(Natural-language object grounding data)
········

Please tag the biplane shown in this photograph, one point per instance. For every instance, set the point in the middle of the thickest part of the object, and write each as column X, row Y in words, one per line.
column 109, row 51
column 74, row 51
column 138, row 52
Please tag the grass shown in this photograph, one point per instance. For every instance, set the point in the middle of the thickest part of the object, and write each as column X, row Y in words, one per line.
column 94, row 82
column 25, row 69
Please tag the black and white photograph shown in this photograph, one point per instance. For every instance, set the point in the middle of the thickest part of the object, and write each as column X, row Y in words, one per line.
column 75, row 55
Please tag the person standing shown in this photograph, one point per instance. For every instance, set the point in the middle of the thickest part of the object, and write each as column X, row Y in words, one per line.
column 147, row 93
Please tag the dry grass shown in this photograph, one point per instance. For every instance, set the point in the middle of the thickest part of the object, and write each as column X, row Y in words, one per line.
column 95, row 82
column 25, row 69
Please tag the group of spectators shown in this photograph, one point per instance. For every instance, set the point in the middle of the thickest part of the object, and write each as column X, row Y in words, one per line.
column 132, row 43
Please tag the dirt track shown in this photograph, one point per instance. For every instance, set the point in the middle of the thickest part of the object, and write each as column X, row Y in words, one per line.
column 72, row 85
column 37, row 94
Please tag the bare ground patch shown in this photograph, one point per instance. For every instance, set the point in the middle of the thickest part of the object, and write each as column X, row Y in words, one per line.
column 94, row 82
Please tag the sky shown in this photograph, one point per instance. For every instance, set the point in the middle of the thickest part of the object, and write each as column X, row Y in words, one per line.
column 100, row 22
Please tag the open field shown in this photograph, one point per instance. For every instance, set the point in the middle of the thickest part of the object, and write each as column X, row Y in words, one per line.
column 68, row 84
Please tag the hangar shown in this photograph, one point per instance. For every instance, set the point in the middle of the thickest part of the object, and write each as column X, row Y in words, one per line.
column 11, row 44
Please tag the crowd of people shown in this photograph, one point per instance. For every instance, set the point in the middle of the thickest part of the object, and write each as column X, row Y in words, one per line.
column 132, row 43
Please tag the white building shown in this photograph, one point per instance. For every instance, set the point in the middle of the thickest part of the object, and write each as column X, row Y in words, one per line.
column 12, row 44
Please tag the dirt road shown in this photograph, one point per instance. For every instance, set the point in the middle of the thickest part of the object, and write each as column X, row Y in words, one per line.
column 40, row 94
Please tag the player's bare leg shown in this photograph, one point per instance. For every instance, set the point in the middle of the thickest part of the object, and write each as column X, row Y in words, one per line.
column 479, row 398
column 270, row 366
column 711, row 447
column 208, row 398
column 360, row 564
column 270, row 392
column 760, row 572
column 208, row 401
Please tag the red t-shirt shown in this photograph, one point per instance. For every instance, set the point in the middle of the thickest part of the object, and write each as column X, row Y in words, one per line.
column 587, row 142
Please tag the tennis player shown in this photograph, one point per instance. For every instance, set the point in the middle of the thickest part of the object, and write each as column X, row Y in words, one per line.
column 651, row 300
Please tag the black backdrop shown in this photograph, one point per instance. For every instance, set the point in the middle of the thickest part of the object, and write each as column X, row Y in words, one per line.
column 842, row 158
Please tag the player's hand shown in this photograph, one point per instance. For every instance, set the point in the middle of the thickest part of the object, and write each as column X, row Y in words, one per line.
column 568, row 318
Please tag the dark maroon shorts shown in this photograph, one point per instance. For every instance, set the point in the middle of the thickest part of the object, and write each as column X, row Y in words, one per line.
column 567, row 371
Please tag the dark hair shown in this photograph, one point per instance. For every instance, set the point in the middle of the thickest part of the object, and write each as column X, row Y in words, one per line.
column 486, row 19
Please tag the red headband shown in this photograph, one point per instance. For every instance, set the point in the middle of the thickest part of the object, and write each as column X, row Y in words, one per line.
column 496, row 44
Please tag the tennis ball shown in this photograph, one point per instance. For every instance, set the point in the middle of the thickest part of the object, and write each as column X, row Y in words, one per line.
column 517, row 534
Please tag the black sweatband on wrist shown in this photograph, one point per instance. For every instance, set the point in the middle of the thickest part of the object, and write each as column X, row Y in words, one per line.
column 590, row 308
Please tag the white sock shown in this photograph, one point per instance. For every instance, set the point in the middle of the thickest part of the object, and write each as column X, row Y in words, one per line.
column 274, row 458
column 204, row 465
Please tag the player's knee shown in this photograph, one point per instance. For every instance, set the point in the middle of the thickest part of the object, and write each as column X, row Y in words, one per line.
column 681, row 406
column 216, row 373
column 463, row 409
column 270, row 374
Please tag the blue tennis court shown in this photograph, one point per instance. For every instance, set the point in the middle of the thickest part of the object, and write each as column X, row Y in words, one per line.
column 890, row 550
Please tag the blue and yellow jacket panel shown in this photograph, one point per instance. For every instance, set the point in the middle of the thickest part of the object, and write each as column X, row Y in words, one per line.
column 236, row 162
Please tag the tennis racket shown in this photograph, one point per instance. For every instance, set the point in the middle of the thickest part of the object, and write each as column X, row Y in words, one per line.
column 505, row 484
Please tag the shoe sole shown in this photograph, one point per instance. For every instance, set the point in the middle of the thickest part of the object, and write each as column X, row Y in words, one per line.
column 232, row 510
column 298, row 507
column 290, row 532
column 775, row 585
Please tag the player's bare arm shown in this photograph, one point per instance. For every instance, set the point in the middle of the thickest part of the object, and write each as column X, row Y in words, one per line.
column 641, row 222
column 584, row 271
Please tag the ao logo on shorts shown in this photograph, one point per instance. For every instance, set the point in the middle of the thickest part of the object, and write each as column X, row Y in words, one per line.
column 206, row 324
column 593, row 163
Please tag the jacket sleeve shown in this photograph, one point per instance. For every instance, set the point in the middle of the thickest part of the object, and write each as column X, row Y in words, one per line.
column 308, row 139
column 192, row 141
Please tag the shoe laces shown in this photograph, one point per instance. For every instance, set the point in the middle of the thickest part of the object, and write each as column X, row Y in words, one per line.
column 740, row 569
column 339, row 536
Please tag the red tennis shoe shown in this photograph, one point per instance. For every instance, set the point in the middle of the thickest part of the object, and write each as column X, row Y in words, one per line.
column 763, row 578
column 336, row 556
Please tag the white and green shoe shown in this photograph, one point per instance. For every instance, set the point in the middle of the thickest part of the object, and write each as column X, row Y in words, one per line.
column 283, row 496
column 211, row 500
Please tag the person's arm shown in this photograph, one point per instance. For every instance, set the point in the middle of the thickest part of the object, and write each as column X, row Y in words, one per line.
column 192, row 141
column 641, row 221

········

▶ _Brief_
Pull out each record as written and restate it exactly.

▶ _Response for this exercise_
Please tag the biplane shown in this photograph, one point per instance. For every instance, set the point in the middle of the thickest part of the object, and write each as column X, row Y in words, one per line.
column 109, row 51
column 74, row 51
column 138, row 52
Please tag the grass shown in this photograph, one point per instance. For every instance, set the point in the middle of the thickest part of the object, and write each as column X, row Y in words, one per line.
column 94, row 82
column 25, row 69
Please tag the black and white photograph shown in this photograph, one point per instance. For every instance, set the point in the middle of the thickest part of the object, and write each as column X, row Y in words, one per line.
column 75, row 55
Please tag the person standing shown in this photograph, one point per instance. For every instance, set the point in the middle of the thickest part of the object, and write each as column X, row Y in words, one per line.
column 147, row 93
Please tag the dry grass shown in this photograph, one point per instance. For every instance, set the point in the middle of the thickest part of the object, and write each as column X, row Y in words, one per line.
column 95, row 82
column 25, row 69
Please tag the group of spectators shown in this photograph, one point per instance. For every instance, set the point in the middle of the thickest part of the object, and write each as column X, row Y in words, one per line.
column 132, row 43
Please tag the dirt track shown in this photograph, one point per instance. For every instance, set the point in the middle of the thickest part of the object, and write each as column X, row Y in words, one per line.
column 72, row 85
column 37, row 94
Please tag the bare ground patch shown in this photograph, one point per instance. For every instance, set the point in the middle of the thickest part of the object, and write each as column X, row Y in words, one per line.
column 94, row 82
Please tag the sky shown in this photograph, one point per instance. For every instance, set the point in the middle of the thickest part of the object, and write each as column X, row Y in words, one per line.
column 100, row 22
Please tag the open field shown in this photograph, one point per instance. For every instance, set the point in the middle of the thickest part of the object, and write each as column X, row Y in words, one per line.
column 68, row 84
Please tag the hangar shown in this photograph, one point per instance. For every instance, set the point in the middle of the thickest part of the object, and write each as column X, row Y in words, one per line.
column 11, row 44
Please tag the crowd of people shown in this photograph, one point per instance. For every instance, set the point in the middle of the thickest part of the object, and write each as column X, row Y in words, one per line.
column 132, row 43
Please tag the white building shown in this photograph, one point per instance. For every instance, set the point in the middle of the thickest part of the object, and write each as column X, row Y in words, one per line.
column 12, row 44
Please tag the dirt road shown in this photograph, one point per instance. For every instance, set the point in the middle of the thickest part of the object, and write each as column X, row Y in words, one per line.
column 40, row 94
Please tag the player's bare leg shown in this photograph, one point per instance. For every instance, set the point in the middle of the thickest part of the object, and write each as column X, row Y in words, one per line.
column 479, row 398
column 270, row 366
column 711, row 447
column 208, row 398
column 360, row 564
column 270, row 392
column 760, row 572
column 208, row 401
Please tag the red t-shirt shown in this photograph, one point per instance. For every instance, set the point in the middle of the thickest part of the object, and write each as column X, row Y in words, one per line.
column 587, row 142
Please tag the tennis player shown in this photograph, one point per instance. For every instance, set the point in the middle of the thickest part of the object, and write each as column X, row Y in words, one per line.
column 651, row 300
Please tag the black backdrop shown in this photograph, one point per instance. For every instance, set the point in the middle of the thickest part of the object, and write each as column X, row Y in words, one per line.
column 842, row 158
Please tag the player's hand shown in this photograph, one point per instance. For every instance, set the point in the middle of the thickest part of the object, and write each as column X, row Y in words, one per line.
column 568, row 318
Please tag the dark maroon shorts shown in this photograph, one point per instance. For every instance, set the point in the middle of the thickest part of the object, and write each as column X, row Y in words, one per line.
column 567, row 371
Please tag the dark hair shown in this photograph, one point per instance. For every instance, set the point in the middle of the thickest part of the object, and write each as column X, row Y in words, one per line.
column 486, row 19
Please tag the red headband shown in this photograph, one point per instance. For every instance, set the point in the middle of the thickest part of the object, and write each as column X, row Y in words, one per line.
column 496, row 44
Please tag the tennis ball shown in this photograph, one point per instance. For every instance, set the point in the middle of the thickest part of the object, and write each as column X, row Y in words, one per line.
column 517, row 534
Please tag the black sweatband on wrist shown in this photograph, one point per instance. For every instance, set the point in the middle of the thickest part of the object, and write each as column X, row Y in words, one per line.
column 590, row 308
Please tag the white sock shown in this photograph, one point per instance. For every instance, set the point in the middle of the thickest part of the object, and write each as column X, row Y in words, one per line.
column 274, row 458
column 204, row 465
Please tag the player's knee shown in this photograph, one point per instance. For every instance, set the point in the middle of the thickest part of the object, and write each as column X, row Y in words, one per line.
column 681, row 406
column 216, row 373
column 463, row 409
column 270, row 374
Please tag the blue tennis court shown in this photograph, one point per instance. For every instance, set the point in the middle of the thickest part of the object, and write each as column X, row Y in words, one per line.
column 890, row 550
Please tag the blue and yellow jacket panel shown in this photograph, one point per instance. For every instance, set the point in the middle of the thickest part of the object, and write each as column X, row Y in words, one per line.
column 236, row 162
Please tag the tennis racket shown in this photograph, one point per instance. For every instance, set the point in the middle of the thickest part of the object, and write each as column X, row Y in words, one per line.
column 505, row 484
Please tag the shoe sole shown in this photograph, one point per instance. For every instance, set the point in the middle of the thickest part of the object, and write each as column X, row Y in words, one per line.
column 232, row 510
column 298, row 507
column 290, row 532
column 775, row 585
Please tag the player's bare arm shown in this photograph, one point per instance. For every instance, set the point in the middle of the thickest part of the object, and write each as column X, row Y in words, one per line.
column 641, row 222
column 584, row 271
Please tag the ao logo on shorts shown in this photograph, one point per instance. For every instance, set the point in the middle of the thickest part of the object, and write each as column X, row Y in words, one per line.
column 206, row 324
column 593, row 163
Please tag the jacket sleeve shown in this photograph, one point per instance. For every instance, set the point in the middle of the thickest part of the object, and write each as column X, row Y in words, one per line.
column 308, row 139
column 192, row 141
Please tag the shoe laces shown in this photograph, one point per instance. For every instance, set the point in the middle of the thickest part of the object, and write each as column X, row Y in words, one per line.
column 740, row 569
column 339, row 536
Please tag the red tennis shoe shown in this photograph, one point per instance. For every instance, set the point in the middle of the thickest part of the object, and write each as column X, row Y in words, one per line.
column 763, row 578
column 336, row 556
Please tag the white and green shoe shown in this photograph, one point per instance. For every instance, set the point in the middle of the thickest part of the object, and write each as column X, row Y in words, one per line.
column 283, row 496
column 211, row 500
Please tag the person's arm shown in this photograph, one point per instance. For every instance, set the point in the middle of the thickest part of the object, and write each as column X, row Y in words, one per line.
column 192, row 141
column 641, row 221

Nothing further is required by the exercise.